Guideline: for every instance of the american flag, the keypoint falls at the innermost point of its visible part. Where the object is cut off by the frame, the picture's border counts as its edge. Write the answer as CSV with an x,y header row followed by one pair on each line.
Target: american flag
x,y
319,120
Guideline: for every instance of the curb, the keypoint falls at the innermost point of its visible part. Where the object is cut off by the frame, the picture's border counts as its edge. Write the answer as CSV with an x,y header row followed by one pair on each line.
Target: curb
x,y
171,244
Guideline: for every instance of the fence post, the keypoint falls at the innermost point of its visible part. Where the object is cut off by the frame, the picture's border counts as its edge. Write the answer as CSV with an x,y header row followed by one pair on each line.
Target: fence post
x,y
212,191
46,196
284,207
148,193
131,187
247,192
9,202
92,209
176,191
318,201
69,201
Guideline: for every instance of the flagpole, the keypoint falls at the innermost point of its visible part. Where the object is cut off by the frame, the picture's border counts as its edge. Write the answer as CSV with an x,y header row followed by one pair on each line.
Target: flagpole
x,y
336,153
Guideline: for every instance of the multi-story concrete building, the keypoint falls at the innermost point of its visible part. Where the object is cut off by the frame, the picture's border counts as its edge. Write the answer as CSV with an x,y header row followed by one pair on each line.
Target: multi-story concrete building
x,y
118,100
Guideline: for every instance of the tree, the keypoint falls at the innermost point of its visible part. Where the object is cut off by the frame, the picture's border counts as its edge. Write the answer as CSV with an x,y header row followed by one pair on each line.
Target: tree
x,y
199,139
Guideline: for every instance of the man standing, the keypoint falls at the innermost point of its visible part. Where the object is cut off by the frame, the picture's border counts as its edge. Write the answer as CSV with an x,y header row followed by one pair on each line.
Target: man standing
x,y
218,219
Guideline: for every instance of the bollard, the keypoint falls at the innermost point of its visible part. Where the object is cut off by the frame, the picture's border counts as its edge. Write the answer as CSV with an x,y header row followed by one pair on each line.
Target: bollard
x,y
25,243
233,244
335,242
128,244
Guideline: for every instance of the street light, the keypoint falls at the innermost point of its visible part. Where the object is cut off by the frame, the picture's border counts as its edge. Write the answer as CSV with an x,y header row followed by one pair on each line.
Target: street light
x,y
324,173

────

## EXERCISE DESCRIPTION
Copy the line containing "Guideline: for every instance of the bollard, the" exactly. Then copy every line after it through the end of the listing, and nothing more.

## WRITTEN SOLUTION
Guideline: for every instance of the bollard, the keypoint falls at the innermost point of its visible part. Where the object is cut off by the frame, the picture's border counts as its edge. Write the answer as CSV with an x,y header row followed by one pair on each line.
Target: bollard
x,y
25,243
233,244
335,242
128,244
Guideline: for every instance of the street light, the keypoint falls at the innermost point of its visible part. Where the object is cut off by the frame, the picture's border counts as its edge. Write the answer as CSV with an x,y header row followed by one pair on each line.
Target: street light
x,y
324,173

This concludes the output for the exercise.